## What to produce
Present every line of the entries below as one numbered list, leaving out the blank lines.

Dataset entries:
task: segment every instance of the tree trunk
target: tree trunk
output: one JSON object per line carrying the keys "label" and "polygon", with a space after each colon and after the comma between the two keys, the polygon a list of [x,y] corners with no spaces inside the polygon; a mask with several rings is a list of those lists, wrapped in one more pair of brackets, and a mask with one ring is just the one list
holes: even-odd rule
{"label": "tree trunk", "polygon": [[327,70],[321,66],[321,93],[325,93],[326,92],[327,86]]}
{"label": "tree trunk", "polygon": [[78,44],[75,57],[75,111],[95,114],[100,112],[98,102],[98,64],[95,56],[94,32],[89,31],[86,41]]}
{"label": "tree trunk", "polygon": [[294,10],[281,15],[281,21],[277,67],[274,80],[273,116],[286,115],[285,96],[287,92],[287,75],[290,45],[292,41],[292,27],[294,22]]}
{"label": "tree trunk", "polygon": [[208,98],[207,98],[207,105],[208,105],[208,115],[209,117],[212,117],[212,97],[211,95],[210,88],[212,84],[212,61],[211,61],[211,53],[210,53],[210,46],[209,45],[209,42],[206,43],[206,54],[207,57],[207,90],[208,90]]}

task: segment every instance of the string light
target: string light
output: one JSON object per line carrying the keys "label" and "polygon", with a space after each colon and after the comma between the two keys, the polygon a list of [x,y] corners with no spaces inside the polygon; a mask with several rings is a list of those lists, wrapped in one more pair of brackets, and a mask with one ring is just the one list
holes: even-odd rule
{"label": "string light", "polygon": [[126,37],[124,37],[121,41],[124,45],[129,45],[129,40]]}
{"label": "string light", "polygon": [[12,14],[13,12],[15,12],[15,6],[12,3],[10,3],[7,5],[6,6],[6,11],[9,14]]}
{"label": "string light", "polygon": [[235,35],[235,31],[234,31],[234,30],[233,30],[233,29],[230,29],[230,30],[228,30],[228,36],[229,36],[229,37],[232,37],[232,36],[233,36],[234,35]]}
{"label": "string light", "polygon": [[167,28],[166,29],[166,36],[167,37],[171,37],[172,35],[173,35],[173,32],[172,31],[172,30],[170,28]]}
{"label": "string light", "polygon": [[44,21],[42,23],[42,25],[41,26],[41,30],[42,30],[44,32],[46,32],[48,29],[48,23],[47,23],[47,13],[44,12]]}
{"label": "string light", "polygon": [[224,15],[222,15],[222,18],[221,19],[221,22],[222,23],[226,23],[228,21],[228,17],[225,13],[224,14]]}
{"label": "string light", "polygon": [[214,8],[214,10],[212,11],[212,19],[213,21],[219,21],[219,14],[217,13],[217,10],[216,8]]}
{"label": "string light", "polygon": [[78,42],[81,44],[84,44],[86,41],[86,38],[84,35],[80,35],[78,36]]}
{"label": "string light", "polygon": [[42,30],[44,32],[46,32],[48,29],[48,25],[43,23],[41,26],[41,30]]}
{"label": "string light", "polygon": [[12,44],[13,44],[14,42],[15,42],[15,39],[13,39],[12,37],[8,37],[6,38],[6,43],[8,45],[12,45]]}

## Result for this exercise
1. task: segment every instance of the tree trunk
2. target: tree trunk
3. output: one JSON object per line carrying the keys "label" and "polygon", with a space after each colon and after the comma between the two keys, the polygon a list of [x,y] corners with no spaces inside the polygon; a mask with several rings is a list of those lists, wrapped in one more pair of brackets, and a mask with one ring is just the one list
4. holes: even-odd rule
5. {"label": "tree trunk", "polygon": [[327,70],[321,66],[321,93],[325,93],[326,92],[327,86]]}
6. {"label": "tree trunk", "polygon": [[78,44],[75,57],[75,111],[95,114],[100,112],[98,102],[98,64],[95,56],[94,32],[89,31],[86,41]]}
7. {"label": "tree trunk", "polygon": [[294,10],[281,15],[281,21],[277,67],[274,80],[273,116],[286,115],[285,96],[287,92],[287,75],[290,45],[292,41],[292,27],[294,22]]}
8. {"label": "tree trunk", "polygon": [[208,98],[207,98],[207,105],[208,105],[208,115],[209,117],[212,117],[212,97],[211,95],[210,88],[212,84],[212,61],[211,61],[211,53],[210,53],[210,46],[209,45],[209,42],[206,43],[206,54],[207,57],[207,90],[208,90]]}
9. task: segment every instance of the string light
10. target: string light
11. output: one JSON object per line carrying the keys "label" and "polygon", with a space after each colon and after the comma between the two keys, the polygon a list of [x,y] corners with no spaces inside the polygon; a mask with several rings is a list of those lists, wrapped in one more pair of brackets, and a mask with one ring is just the one list
12. holes: even-odd rule
13. {"label": "string light", "polygon": [[126,37],[124,37],[121,41],[124,45],[129,45],[129,40]]}
14. {"label": "string light", "polygon": [[12,14],[13,12],[15,12],[15,6],[12,3],[10,3],[7,5],[6,6],[6,11],[9,14]]}
15. {"label": "string light", "polygon": [[235,35],[235,31],[234,31],[234,30],[233,30],[233,29],[230,29],[230,30],[228,30],[228,36],[229,36],[229,37],[232,37],[232,36],[233,36],[234,35]]}
16. {"label": "string light", "polygon": [[167,28],[166,29],[166,36],[167,37],[171,37],[172,35],[173,35],[173,32],[172,31],[172,30],[170,28]]}
17. {"label": "string light", "polygon": [[44,21],[42,23],[42,25],[41,26],[41,30],[42,30],[44,32],[46,32],[48,29],[48,23],[47,23],[47,13],[44,12]]}
18. {"label": "string light", "polygon": [[224,15],[222,15],[222,18],[221,19],[221,22],[222,23],[226,23],[228,21],[228,17],[225,13],[224,14]]}
19. {"label": "string light", "polygon": [[214,8],[214,10],[212,11],[212,19],[213,21],[219,21],[219,14],[217,13],[217,10],[216,8]]}
20. {"label": "string light", "polygon": [[78,42],[81,44],[84,44],[86,41],[86,38],[84,35],[80,35],[78,36]]}
21. {"label": "string light", "polygon": [[42,30],[44,32],[46,32],[48,29],[48,25],[43,23],[41,26],[41,30]]}
22. {"label": "string light", "polygon": [[12,44],[13,44],[14,42],[15,42],[15,39],[13,39],[12,37],[8,37],[6,38],[6,43],[8,45],[12,45]]}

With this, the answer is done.